TASK INSTRUCTIONS: In the entries below, repeat only the lines between those holding "Mark every instance of the white" and "Mark every instance of the crumbly", inclusive. Leave pictures out.

RECORDS TO USE:
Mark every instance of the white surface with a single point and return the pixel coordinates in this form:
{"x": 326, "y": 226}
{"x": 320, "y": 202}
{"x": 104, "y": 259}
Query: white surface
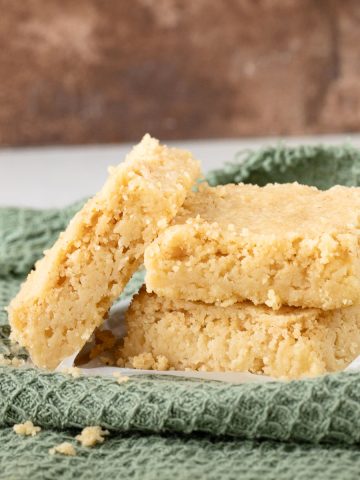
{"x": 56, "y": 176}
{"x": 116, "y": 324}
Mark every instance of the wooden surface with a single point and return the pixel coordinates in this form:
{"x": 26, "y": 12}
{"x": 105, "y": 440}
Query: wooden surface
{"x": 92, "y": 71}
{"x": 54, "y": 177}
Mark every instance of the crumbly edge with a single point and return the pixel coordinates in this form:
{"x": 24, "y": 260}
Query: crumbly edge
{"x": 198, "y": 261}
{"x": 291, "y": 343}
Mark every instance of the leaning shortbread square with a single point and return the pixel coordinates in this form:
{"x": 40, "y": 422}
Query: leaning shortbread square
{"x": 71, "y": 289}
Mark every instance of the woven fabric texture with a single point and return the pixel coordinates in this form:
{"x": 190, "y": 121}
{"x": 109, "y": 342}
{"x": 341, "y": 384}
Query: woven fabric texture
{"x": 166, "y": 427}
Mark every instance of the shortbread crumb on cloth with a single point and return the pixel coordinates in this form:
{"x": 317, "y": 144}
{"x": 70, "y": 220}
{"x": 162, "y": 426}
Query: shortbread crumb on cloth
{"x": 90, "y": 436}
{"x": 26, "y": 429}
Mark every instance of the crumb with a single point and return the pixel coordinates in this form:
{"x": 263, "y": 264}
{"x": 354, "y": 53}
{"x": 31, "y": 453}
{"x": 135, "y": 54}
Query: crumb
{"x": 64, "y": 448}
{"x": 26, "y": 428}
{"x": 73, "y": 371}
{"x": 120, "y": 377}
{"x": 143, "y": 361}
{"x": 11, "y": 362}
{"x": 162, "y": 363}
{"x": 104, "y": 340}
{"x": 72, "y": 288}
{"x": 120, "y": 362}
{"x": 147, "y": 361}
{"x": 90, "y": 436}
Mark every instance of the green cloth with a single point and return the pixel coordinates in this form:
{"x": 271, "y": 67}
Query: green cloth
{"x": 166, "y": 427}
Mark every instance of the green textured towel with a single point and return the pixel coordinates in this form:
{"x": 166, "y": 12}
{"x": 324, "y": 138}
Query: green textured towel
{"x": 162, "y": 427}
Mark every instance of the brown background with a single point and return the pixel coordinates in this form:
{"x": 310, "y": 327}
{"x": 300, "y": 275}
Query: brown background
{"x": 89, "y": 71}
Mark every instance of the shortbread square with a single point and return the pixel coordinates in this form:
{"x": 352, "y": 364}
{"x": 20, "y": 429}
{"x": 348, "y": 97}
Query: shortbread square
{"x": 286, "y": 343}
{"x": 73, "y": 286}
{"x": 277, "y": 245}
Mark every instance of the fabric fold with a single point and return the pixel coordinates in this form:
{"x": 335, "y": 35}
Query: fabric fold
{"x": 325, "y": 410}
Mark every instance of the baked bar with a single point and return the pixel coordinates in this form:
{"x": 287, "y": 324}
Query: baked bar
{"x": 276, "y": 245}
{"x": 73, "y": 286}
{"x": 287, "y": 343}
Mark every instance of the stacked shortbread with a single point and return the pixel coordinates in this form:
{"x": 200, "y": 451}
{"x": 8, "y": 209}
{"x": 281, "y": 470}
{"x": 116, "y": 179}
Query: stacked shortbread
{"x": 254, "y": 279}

...

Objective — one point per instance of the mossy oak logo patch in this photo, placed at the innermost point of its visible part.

EXERCISE ANSWER:
Mark every instance of the white surface with a single point and return the pixel coordinates in this form:
{"x": 326, "y": 226}
{"x": 320, "y": 202}
{"x": 104, "y": 259}
Query: white surface
{"x": 56, "y": 176}
{"x": 116, "y": 324}
Mark every instance of the wooden surface with a single point and return the pixel coordinates in this form:
{"x": 26, "y": 12}
{"x": 105, "y": 440}
Query: wooden surface
{"x": 92, "y": 71}
{"x": 54, "y": 177}
Mark every instance of the crumbly edge with a single point and return the pixel coordinates in this form:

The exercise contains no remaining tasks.